Source text
================================

Google has refuted claims that its new chatbot, Bard, was trained on data sourced from OpenAI’s ChatGPT. The technology giant reportedly utilized information extracted from ShareGPT, a website that maintains a log of users’ interactions with ChatGPT.
According to a report released by The Information, Jacob Devlin, an engineer at Google, recently conveyed to CEO Sundar Pichai and other senior management members that the company’s machine learning models for Bard were being trained using ChatGPT, which could potentially infringe upon OpenAI’s terms of service and lead to Bard’s responses sounding similar to that of ChatGPT.
As per the report, it has been purported that Devlin currently serves at OpenAI, while Google may have halted the usage of ChatGPT data following his advisory. Also, the relevant section of the training was likely eliminated.
However, the search engine has dismissed the accusations entirely, asserting that Bard has not been trained on using any data from ChatGPT. “Bard was not trained on any data from ShareGPT or ChatGPT,” said the Google representative, Chris Pappas, during a discussion with the technology publication The Verge.
With the soaring demand for ChatGPT, Google has taken a step forward to provide better services by enlisting its AI-based chatbot, Bard, accessible to the public from March 22 onwards. Boasting unique features, Bard mimics the capabilities of ChatGPT, such as crafting essays, event planning, crafting travel itineraries, and suggesting dinner recipés. Nevertheless, the AI tool lagged in its application range as it cannot code or perform multimodal functions.

================================

Natural-language descriptions of regions:
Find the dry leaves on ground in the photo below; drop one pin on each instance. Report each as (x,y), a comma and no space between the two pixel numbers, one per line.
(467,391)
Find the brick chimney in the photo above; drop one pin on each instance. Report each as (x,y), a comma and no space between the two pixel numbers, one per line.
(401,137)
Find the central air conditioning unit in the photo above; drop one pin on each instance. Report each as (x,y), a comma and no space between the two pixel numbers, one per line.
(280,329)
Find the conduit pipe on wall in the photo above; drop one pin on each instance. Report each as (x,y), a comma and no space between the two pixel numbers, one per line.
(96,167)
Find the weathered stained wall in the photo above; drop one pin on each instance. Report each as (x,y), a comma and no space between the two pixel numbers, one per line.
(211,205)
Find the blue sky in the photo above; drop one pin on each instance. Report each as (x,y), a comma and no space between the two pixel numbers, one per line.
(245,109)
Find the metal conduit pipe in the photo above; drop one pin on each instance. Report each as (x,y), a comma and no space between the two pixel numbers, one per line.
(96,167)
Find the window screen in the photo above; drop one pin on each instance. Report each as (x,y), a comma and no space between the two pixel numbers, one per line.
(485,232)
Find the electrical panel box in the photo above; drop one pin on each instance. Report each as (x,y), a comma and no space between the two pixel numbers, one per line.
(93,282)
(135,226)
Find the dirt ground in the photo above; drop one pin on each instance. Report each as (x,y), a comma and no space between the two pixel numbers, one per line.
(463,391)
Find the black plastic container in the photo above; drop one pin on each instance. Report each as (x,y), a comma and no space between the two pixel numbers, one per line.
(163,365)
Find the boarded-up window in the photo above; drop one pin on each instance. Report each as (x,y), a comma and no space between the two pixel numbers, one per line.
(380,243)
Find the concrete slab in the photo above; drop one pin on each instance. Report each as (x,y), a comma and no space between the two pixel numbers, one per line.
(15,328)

================================

The task
Write out the article about Google's Bard and the ChatGPT training claims, word for word and in full. This material stands apart from the article and is unrelated to it.

Task answer
Google has refuted claims that its new chatbot, Bard, was trained on data sourced from OpenAI’s ChatGPT. The technology giant reportedly utilized information extracted from ShareGPT, a website that maintains a log of users’ interactions with ChatGPT.
According to a report released by The Information, Jacob Devlin, an engineer at Google, recently conveyed to CEO Sundar Pichai and other senior management members that the company’s machine learning models for Bard were being trained using ChatGPT, which could potentially infringe upon OpenAI’s terms of service and lead to Bard’s responses sounding similar to that of ChatGPT.
As per the report, it has been purported that Devlin currently serves at OpenAI, while Google may have halted the usage of ChatGPT data following his advisory. Also, the relevant section of the training was likely eliminated.
However, the search engine has dismissed the accusations entirely, asserting that Bard has not been trained on using any data from ChatGPT. “Bard was not trained on any data from ShareGPT or ChatGPT,” said the Google representative, Chris Pappas, during a discussion with the technology publication The Verge.
With the soaring demand for ChatGPT, Google has taken a step forward to provide better services by enlisting its AI-based chatbot, Bard, accessible to the public from March 22 onwards. Boasting unique features, Bard mimics the capabilities of ChatGPT, such as crafting essays, event planning, crafting travel itineraries, and suggesting dinner recipés. Nevertheless, the AI tool lagged in its application range as it cannot code or perform multimodal functions.